Re: DM and R2RML should use same datatype mapping

Eric,

On 3 Nov 2011, at 13:12, Eric Prud'hommeaux wrote:
>> I have not checked whether asking for XSD canonical form would lead to different results from those specced in R2RML, but if it does, I would again say that requiring the version that can be produced directly from the DB is better than requiring another transformation that doesn't really have any benefit.
> 
> Aha, this is perhaps the crux of our different strategies. I believe that the canonical forms are what *everyone* should produce. By specifying the exact lexical form of the terms (as both of us are attempting), we avoid a proliferation of homologous terms in the RDF graphs which come from RDBs. For example, in the RDB-derived graphs, Bob's birth datetime is the same terms as the datetime at which his mother gave birth, not just computationally equivalent (1995-03-18T01:23:45Z vs. 1995-03-18T03:23:45+0200). I think we'd be good RDF datizens if we used the same form that we expect other producers of RDF data to use.

In general I agree that this is desirable, but there is a trade-off between getting the same lexical forms everywhere on the one hand, and the complexity of the mapping on the other hand.

You know all the canonical forms of XSD? Is there a handy table with examples somewhere? Alternatively, could you have a look at the example tables in these sections:
http://www.w3.org/2001/sw/rdb2rdf/r2rml/#datatype-table
http://www.w3.org/2001/sw/rdb2rdf/r2rml/#to-string

and identify anything where the output XSD form or pattern isn't canonical XSD? (Or any interesting cases that are missing from those tables?)

> Are we confident that we can provide recipies for these notations that produce valid (by XSD's metric) forms?

Yes, I'm confident of that. The mapping is based on ISO/IEC 9075-14:2008, which specifies a mapping from SQL values to XSD literals.

Best,
Richard

Received on Thursday, 3 November 2011 13:50:27 UTC

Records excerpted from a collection
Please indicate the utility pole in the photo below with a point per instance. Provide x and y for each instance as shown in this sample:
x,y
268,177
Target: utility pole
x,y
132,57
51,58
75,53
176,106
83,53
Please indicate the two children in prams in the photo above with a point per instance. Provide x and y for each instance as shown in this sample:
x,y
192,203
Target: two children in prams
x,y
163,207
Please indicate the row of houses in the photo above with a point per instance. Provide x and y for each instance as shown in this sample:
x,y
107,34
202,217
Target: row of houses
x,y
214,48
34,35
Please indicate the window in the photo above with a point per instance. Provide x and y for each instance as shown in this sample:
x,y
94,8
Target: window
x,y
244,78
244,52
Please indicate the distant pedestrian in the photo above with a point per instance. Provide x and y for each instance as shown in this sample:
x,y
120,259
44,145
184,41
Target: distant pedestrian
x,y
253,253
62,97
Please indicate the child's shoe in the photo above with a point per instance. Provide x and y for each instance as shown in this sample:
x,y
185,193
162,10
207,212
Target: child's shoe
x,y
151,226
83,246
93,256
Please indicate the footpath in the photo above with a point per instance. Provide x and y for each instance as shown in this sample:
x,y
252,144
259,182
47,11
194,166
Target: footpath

* * *

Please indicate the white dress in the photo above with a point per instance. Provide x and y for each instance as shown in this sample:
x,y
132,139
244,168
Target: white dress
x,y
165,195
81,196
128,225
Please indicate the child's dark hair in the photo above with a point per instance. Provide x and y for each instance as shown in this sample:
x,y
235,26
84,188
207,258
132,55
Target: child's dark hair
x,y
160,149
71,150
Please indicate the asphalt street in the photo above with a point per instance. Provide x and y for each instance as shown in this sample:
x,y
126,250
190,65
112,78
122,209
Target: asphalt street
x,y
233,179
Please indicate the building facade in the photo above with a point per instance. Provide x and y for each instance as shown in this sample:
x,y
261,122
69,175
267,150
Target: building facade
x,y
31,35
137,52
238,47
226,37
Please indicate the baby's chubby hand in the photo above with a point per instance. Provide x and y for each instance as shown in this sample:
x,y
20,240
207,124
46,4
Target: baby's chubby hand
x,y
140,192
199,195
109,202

---

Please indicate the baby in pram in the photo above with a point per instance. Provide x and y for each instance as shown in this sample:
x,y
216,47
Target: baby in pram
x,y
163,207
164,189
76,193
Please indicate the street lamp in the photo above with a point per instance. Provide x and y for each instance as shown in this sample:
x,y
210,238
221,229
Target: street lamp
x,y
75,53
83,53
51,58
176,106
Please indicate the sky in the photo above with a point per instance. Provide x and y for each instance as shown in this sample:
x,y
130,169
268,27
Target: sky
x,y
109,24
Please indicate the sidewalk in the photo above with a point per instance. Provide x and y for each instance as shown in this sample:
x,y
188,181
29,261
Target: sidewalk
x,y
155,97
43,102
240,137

### Job
Can you output the passage of the datatype-mapping message above, starting with "You know all" and going on through "to XSD literals.", copied word for word?

### Response to the task
You know all the canonical forms of XSD? Is there a handy table with examples somewhere? Alternatively, could you have a look at the example tables in these sections:
http://www.w3.org/2001/sw/rdb2rdf/r2rml/#datatype-table
http://www.w3.org/2001/sw/rdb2rdf/r2rml/#to-string

and identify anything where the output XSD form or pattern isn't canonical XSD? (Or any interesting cases that are missing from those tables?)

> Are we confident that we can provide recipies for these notations that produce valid (by XSD's metric) forms?

Yes, I'm confident of that. The mapping is based on ISO/IEC 9075-14:2008, which specifies a mapping from SQL values to XSD literals.